Zmień „beige headscarf” na „grey headscarf” w danych od wiersza z „If you could point out the beige” aż do końca danych włącznie. Wypisz te wiersze ponownie, resztę pozostawiając bez zmian.

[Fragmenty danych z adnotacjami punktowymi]
* * * * * * * * *

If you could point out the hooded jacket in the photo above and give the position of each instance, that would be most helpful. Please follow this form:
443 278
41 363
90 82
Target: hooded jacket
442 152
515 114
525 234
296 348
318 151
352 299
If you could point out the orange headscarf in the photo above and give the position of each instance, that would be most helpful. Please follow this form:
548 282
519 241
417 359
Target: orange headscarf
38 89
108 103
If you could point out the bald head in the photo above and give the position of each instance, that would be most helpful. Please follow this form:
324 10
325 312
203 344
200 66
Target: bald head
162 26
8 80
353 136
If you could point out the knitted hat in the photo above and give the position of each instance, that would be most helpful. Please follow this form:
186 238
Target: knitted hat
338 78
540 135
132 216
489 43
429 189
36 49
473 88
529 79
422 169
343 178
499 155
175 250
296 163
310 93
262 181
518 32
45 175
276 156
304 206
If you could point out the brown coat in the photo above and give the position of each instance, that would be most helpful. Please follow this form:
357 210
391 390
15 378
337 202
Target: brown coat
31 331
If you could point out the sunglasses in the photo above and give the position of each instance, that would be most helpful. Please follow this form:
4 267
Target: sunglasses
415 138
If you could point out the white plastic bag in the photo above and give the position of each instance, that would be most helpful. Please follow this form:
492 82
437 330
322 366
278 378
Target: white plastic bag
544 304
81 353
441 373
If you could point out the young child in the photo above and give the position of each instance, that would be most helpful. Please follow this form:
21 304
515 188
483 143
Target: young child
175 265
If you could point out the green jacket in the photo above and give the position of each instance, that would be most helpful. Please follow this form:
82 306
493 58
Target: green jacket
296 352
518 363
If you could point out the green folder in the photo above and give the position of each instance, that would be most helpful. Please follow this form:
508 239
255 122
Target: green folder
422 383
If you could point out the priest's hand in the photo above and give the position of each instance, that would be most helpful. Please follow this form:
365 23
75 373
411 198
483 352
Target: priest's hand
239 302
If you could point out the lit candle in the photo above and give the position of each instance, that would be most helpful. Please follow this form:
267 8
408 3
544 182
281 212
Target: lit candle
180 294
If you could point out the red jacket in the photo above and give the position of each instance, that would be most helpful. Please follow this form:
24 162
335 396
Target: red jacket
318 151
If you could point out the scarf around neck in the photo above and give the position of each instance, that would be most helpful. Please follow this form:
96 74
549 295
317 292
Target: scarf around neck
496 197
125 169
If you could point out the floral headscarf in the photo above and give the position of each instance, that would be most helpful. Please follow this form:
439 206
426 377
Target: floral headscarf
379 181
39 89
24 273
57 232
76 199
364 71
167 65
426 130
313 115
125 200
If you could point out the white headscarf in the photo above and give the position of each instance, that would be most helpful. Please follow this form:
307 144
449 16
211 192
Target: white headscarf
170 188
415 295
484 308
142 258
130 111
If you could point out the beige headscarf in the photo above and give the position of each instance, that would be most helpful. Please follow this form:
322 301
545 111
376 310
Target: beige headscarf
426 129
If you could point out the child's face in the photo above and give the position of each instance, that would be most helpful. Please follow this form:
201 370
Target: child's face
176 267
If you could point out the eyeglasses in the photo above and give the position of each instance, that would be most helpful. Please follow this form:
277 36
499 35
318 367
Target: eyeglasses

* * * * * * * * *

> **ODPOWIEDŹ**:
If you could point out the grey headscarf in the photo above and give the position of each instance, that would be most helpful. Please follow this form:
322 301
545 111
376 310
Target: grey headscarf
426 129
If you could point out the child's face in the photo above and give the position of each instance, that would be most helpful. Please follow this form:
201 370
Target: child's face
176 267
If you could point out the eyeglasses in the photo above and give the position of each instance, that would be most helpful. Please follow this form:
277 36
499 35
318 367
Target: eyeglasses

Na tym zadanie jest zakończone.